# [PROBLEM DETAILS]
Output the records below again, precisely as they are written.

(Point localization data)
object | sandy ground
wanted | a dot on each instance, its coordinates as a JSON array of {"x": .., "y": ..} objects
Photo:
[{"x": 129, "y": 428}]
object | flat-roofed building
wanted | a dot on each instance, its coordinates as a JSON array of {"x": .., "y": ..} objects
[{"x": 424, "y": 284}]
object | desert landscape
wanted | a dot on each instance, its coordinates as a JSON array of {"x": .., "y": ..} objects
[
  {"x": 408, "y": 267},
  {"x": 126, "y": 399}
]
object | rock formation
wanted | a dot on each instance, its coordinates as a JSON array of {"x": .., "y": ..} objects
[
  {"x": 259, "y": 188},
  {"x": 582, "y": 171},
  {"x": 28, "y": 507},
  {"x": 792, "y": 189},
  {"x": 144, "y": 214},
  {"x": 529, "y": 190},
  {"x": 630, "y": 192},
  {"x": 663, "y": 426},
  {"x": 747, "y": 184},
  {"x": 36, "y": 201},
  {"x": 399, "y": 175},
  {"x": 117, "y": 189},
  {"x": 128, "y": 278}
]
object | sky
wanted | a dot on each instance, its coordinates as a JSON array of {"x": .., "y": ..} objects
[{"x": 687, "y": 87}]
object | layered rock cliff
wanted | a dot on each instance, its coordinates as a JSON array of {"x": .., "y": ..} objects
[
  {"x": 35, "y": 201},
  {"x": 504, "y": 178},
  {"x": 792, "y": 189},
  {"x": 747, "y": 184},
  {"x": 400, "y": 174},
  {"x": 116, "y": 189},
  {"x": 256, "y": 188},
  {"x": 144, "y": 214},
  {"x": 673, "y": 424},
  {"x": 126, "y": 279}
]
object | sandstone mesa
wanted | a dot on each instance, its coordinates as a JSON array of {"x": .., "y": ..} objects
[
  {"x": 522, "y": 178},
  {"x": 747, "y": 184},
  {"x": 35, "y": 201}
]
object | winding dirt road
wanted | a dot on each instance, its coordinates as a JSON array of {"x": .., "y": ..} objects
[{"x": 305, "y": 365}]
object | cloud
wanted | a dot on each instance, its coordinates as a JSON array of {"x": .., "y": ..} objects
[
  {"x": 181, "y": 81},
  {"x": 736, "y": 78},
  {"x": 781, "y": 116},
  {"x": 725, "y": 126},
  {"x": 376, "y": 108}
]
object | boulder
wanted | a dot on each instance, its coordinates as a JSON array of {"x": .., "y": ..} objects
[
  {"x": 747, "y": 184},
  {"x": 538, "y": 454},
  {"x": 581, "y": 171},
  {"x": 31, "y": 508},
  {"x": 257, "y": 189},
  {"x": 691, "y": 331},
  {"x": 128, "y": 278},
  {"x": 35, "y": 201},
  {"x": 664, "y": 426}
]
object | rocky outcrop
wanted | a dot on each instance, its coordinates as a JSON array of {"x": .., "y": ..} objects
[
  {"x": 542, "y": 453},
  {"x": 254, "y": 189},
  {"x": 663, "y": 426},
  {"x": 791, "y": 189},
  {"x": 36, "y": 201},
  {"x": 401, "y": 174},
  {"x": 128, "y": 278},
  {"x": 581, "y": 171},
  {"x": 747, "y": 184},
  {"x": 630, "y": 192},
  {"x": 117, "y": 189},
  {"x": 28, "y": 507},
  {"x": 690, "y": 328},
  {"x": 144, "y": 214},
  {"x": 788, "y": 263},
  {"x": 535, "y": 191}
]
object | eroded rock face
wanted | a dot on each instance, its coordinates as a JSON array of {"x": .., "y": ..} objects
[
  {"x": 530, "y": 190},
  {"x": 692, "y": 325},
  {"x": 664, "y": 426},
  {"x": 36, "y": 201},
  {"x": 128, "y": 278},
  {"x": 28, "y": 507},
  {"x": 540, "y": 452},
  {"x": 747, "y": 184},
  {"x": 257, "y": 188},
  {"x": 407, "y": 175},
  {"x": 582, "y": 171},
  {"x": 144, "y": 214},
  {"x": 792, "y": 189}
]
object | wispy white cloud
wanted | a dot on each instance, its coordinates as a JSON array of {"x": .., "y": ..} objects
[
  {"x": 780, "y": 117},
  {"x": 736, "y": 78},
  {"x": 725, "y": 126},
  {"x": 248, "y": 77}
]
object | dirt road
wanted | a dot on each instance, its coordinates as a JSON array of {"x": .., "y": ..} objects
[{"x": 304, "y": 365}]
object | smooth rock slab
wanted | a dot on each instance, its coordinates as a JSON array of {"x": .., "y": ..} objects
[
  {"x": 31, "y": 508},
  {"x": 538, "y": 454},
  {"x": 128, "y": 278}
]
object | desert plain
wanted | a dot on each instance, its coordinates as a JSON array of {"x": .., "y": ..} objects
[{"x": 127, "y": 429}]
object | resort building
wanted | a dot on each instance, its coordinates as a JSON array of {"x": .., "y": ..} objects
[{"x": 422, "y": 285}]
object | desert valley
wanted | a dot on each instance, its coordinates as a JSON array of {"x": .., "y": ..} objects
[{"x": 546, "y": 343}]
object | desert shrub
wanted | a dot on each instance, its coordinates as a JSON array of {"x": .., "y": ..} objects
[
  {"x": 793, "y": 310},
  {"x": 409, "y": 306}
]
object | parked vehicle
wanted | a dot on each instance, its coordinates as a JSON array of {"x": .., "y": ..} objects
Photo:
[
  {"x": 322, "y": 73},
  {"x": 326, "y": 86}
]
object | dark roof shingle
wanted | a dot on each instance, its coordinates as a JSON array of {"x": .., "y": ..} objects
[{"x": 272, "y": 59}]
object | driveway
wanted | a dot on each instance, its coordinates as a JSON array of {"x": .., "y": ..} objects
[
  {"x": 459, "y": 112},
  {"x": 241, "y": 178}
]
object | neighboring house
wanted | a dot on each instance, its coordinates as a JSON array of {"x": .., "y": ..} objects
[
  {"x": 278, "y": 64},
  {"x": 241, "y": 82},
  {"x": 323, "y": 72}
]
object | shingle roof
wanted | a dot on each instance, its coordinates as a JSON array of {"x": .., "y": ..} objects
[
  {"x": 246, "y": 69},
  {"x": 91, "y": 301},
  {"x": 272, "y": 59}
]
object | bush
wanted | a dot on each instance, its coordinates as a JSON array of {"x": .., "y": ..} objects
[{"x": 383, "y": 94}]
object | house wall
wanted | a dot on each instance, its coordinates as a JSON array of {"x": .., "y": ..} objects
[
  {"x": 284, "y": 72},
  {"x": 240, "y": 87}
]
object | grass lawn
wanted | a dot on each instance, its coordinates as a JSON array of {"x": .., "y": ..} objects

# [WRITTEN SOLUTION]
object | sandy ground
wanted | a dot on each instance, its coordinates as a JSON array of {"x": .., "y": ..} objects
Photo:
[{"x": 129, "y": 428}]
object | flat-roofed building
wanted | a dot on each instance, its coordinates as a JSON array of {"x": .., "y": ..} objects
[{"x": 424, "y": 284}]
object | desert landscape
wanted | a dot on each instance, its coordinates as a JSON array of {"x": .., "y": ..} objects
[
  {"x": 408, "y": 267},
  {"x": 126, "y": 399}
]
object | rock formation
wanted | a dot on each instance, its coordinates as a JSON array of {"x": .., "y": ..} objects
[
  {"x": 259, "y": 188},
  {"x": 582, "y": 171},
  {"x": 28, "y": 507},
  {"x": 792, "y": 189},
  {"x": 144, "y": 214},
  {"x": 529, "y": 190},
  {"x": 630, "y": 192},
  {"x": 663, "y": 426},
  {"x": 747, "y": 184},
  {"x": 36, "y": 201},
  {"x": 399, "y": 175},
  {"x": 117, "y": 189},
  {"x": 128, "y": 278}
]
object | sky
wanted | a dot on each instance, its coordinates as a JSON array of {"x": .., "y": ..} objects
[{"x": 687, "y": 87}]
object | layered rock cliff
wanted | a dot on each instance, its coordinates as a JSON array of {"x": .., "y": ..} objects
[
  {"x": 35, "y": 201},
  {"x": 504, "y": 178},
  {"x": 792, "y": 189},
  {"x": 747, "y": 184},
  {"x": 400, "y": 174},
  {"x": 116, "y": 189},
  {"x": 256, "y": 188},
  {"x": 144, "y": 214},
  {"x": 673, "y": 424},
  {"x": 126, "y": 279}
]
object | sandstone mesa
wanted | a dot on each instance, its coordinates as a JSON array of {"x": .., "y": ..} objects
[
  {"x": 522, "y": 178},
  {"x": 747, "y": 184},
  {"x": 35, "y": 201}
]
object | winding dirt road
wanted | a dot on each instance, its coordinates as a JSON array of {"x": .., "y": ..} objects
[{"x": 305, "y": 365}]
object | cloud
wanted | a dot on each instance, its coordinates as a JSON array of {"x": .., "y": ..} objects
[
  {"x": 181, "y": 81},
  {"x": 736, "y": 78},
  {"x": 781, "y": 116},
  {"x": 725, "y": 126},
  {"x": 376, "y": 108}
]
object | boulder
wanted | a dot on each instance, its coordinates as a JSON array of {"x": .., "y": ..} objects
[
  {"x": 747, "y": 184},
  {"x": 538, "y": 454},
  {"x": 581, "y": 171},
  {"x": 31, "y": 508},
  {"x": 257, "y": 189},
  {"x": 691, "y": 331},
  {"x": 128, "y": 278},
  {"x": 35, "y": 201},
  {"x": 664, "y": 426}
]
object | rocky outcrop
wanted | a dot on each instance, its coordinates as a JSON array of {"x": .., "y": ..} objects
[
  {"x": 542, "y": 453},
  {"x": 254, "y": 189},
  {"x": 663, "y": 426},
  {"x": 791, "y": 189},
  {"x": 36, "y": 201},
  {"x": 401, "y": 174},
  {"x": 128, "y": 278},
  {"x": 581, "y": 171},
  {"x": 747, "y": 184},
  {"x": 630, "y": 192},
  {"x": 117, "y": 189},
  {"x": 28, "y": 507},
  {"x": 690, "y": 328},
  {"x": 144, "y": 214},
  {"x": 788, "y": 263},
  {"x": 535, "y": 191}
]
object | eroded rock face
wanted | a dot on each instance, its coordinates as a JSON array of {"x": .., "y": ..} objects
[
  {"x": 530, "y": 190},
  {"x": 692, "y": 325},
  {"x": 664, "y": 426},
  {"x": 36, "y": 201},
  {"x": 128, "y": 278},
  {"x": 28, "y": 507},
  {"x": 540, "y": 452},
  {"x": 747, "y": 184},
  {"x": 257, "y": 188},
  {"x": 407, "y": 175},
  {"x": 582, "y": 171},
  {"x": 144, "y": 214},
  {"x": 792, "y": 189}
]
object | wispy white cloud
wanted | a dot on each instance, its coordinates as a JSON array of {"x": .., "y": ..} objects
[
  {"x": 780, "y": 117},
  {"x": 736, "y": 78},
  {"x": 725, "y": 126},
  {"x": 248, "y": 77}
]
object | dirt road
wanted | a dot on each instance, its coordinates as a JSON array of {"x": .., "y": ..} objects
[{"x": 304, "y": 365}]
object | smooth rock slab
wanted | a dot on each instance, its coordinates as a JSON array of {"x": .., "y": ..} objects
[
  {"x": 31, "y": 508},
  {"x": 538, "y": 454},
  {"x": 128, "y": 278}
]
object | desert plain
wanted | a dot on each instance, its coordinates as a JSON array of {"x": .., "y": ..} objects
[{"x": 127, "y": 429}]
object | resort building
wanted | a dot on each instance, its coordinates as a JSON array of {"x": .., "y": ..} objects
[{"x": 422, "y": 285}]
object | desert valley
wanted | a dot on each instance, its coordinates as a JSON array of {"x": .., "y": ..} objects
[{"x": 546, "y": 343}]
object | desert shrub
wanted | a dot on each instance, its coordinates as a JSON array of {"x": .., "y": ..} objects
[
  {"x": 793, "y": 310},
  {"x": 409, "y": 306}
]
object | parked vehicle
wanted | a dot on each instance, its coordinates as a JSON array of {"x": .., "y": ..} objects
Photo:
[
  {"x": 322, "y": 73},
  {"x": 326, "y": 86}
]
object | dark roof shingle
wanted | a dot on each instance, its coordinates as a JSON array of {"x": .., "y": ..} objects
[{"x": 272, "y": 59}]
object | driveway
wanted | a dot on each instance, its coordinates as a JSON array of {"x": .., "y": ..} objects
[
  {"x": 459, "y": 112},
  {"x": 241, "y": 178}
]
object | neighboring house
wanted | a dot on each instance, its coordinates as a JSON array of {"x": .., "y": ..} objects
[
  {"x": 278, "y": 64},
  {"x": 241, "y": 82},
  {"x": 323, "y": 72}
]
object | shingle roof
wanted | a dot on each instance, its coordinates as a JSON array of {"x": .., "y": ..} objects
[
  {"x": 246, "y": 69},
  {"x": 91, "y": 301},
  {"x": 272, "y": 59}
]
object | bush
wanted | a dot on each instance, its coordinates as a JSON array of {"x": .., "y": ..} objects
[{"x": 383, "y": 94}]
object | house wall
wanted | a dot on each instance, its coordinates as a JSON array of {"x": .., "y": ..} objects
[
  {"x": 284, "y": 72},
  {"x": 240, "y": 87}
]
object | grass lawn
wanted | a dot on each instance, its coordinates as a JSON array of {"x": .., "y": ..} objects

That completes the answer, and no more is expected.